SOURCE TEXT:

Earnhardt: I think the racing will be good. A lot of guys are running in the middle, moving the grooves up, so that's a good sign. It's a great racetrack.

I think the type of racing you get is more conducive to what style of track you're on more so than the car. I don't think you can build the car to improve the racing. It's really more about the style of track and what the track characteristics are.

I think that the testing has gone pretty good. We're not really that fast right now but I'm not too worried about it. We were really poor at the Bristol tests and we turned out okay there. I don't know why we can't really run fast laps in testing, but the car is reacting and we're learning.

Q: Are you experiencing problems in getting the car to turn like we hear from a lot of the other drivers?

Earnhardt: The car is no more difficult to figure out than any car we've driven in the past. The other cars, the older cars, you struggled trying to get the car to work in the middle of the corner. It's no worse with the COT.

I've found with the COT it's a little bit easier to get the forward bite and bump the corner. I'm not sure if that's just a fluke with this, but the car seems to be easier to get the forward bite better. I thought the corner of the car, either the width of the car or something to that effect that helps the car come off the corner a little better, a little straighter.

The struggle at the center, that's always kind of been there, it's always been what you concentrate on. If you can get your car to roll at the center better, you're going to have a pretty good night.

Q: Dale, you've had a lot of success out at the Phoenix track. You know all the nuances of the track. How do you adapt the Car of Tomorrow to a track, this mile track, for the first time?

Earnhardt: I think that what we're learning here in Richmond is going to help us a lot when we go to Phoenix. The tracks are similar in certain aspects, and the setups that we ran over years past have been pretty close.

You drive Phoenix a lot like a short track. Even though it's a little bit larger, you drive it like a short track, and the car handling and the way you charge the corners and work the center of the corners is a lot like a short track. I think we'll try to apply a lot of things that work here when we show up in Phoenix and see how it goes.

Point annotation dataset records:
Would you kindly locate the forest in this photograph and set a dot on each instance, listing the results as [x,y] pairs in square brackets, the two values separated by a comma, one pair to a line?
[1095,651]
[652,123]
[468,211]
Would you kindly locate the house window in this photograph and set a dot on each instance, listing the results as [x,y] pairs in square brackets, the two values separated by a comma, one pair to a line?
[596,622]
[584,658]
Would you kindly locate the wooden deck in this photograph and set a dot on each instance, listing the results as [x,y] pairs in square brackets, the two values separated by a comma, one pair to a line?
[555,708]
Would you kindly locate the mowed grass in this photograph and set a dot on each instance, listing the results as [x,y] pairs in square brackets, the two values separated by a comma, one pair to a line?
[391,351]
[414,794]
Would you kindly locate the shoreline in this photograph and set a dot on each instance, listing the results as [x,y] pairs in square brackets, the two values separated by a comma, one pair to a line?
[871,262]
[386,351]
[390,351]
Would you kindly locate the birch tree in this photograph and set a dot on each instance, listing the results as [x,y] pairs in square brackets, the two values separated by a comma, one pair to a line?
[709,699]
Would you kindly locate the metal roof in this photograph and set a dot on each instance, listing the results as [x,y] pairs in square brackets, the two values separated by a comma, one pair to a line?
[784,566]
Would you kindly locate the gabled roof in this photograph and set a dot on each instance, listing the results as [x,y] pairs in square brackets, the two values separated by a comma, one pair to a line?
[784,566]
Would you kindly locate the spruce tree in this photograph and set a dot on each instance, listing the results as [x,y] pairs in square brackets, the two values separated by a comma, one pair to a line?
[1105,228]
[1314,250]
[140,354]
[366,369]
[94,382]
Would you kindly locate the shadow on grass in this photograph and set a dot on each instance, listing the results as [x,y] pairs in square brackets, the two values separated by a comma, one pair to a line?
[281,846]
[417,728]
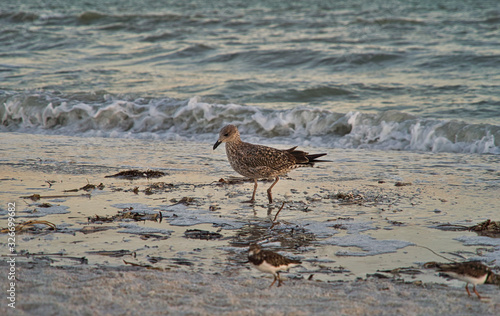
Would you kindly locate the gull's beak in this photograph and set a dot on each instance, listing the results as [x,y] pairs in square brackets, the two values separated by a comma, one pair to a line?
[217,143]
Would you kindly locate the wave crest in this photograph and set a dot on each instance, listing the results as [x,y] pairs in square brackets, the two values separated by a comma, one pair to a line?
[113,116]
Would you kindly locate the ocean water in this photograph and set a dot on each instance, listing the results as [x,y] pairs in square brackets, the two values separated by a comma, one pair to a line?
[385,75]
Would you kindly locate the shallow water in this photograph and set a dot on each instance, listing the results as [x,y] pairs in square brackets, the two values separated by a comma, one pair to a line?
[336,239]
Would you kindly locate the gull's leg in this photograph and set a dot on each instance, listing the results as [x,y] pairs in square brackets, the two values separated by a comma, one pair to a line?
[254,190]
[475,291]
[467,288]
[274,281]
[269,195]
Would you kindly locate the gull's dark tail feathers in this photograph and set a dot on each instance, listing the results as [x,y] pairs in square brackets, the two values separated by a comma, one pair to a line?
[304,158]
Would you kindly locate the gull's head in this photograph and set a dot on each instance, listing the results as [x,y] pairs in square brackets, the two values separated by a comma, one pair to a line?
[228,133]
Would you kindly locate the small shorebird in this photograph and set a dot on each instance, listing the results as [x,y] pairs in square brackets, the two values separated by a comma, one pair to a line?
[257,161]
[270,262]
[470,272]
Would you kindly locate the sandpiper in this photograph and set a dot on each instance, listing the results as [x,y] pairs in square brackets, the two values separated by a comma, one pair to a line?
[270,262]
[473,272]
[258,162]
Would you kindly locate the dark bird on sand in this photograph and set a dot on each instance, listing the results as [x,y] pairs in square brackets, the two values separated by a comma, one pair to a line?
[270,262]
[473,272]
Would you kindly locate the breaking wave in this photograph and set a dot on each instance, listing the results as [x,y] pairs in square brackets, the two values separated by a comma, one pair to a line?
[104,115]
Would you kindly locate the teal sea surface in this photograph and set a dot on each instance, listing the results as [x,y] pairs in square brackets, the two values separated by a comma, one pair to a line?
[385,75]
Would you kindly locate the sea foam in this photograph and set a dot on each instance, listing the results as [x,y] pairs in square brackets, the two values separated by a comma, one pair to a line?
[196,120]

WRITTEN EXERCISE A: In three sentences, summarize the Earnhardt interview.
WRITTEN EXERCISE B: Pick up the Earnhardt interview after its final sentence and keep it going.

WRITTEN REPLY A: Earnhardt expects good racing, arguing that the style of the track shapes the racing more than the car does, and says testing has gone fairly well even though the team is not fast yet. He finds the Car of Tomorrow no harder to figure out than older cars, with the center of the corner still the main struggle and forward bite off the corner a little easier to get. He believes what the team learns at Richmond will help at Phoenix, since Phoenix is driven much like a short track.

WRITTEN REPLY B:
Q: Dale, after your second DNF in California a lot of people started fretting about your season, the Chase and so forth, and you told everybody to chill out, that you thought everything would be all right. And sure enough, that's what happened, and you've moved up in the points. Can you talk a little bit about the confidence you had that early in the season that things would be okay?

Earnhardt: Well, the season is really, really long, and a lot of the guys are going to find themselves having the same misfortune that we did at the beginning of the year. It sort of evens out, and if you try -- if you show up with good racecars every weekend, you've kind of cut the battle in half.

I was just so happy how our cars were running at the time even though we weren't finishing races and we weren't getting good runs. Our cars were so good and so fast, I knew it was just a matter of time before we started racking up the finishes we needed and we'd be climbing up in the points.

Realistically Hendrick and those guys, they're at the top of the charts right now, winning every week and running up front every week, and they'll be hard to challenge going into the Chase at this point. But if we can just continue to finish good and take good cars to the racetrack, we should be able to make that Top 12.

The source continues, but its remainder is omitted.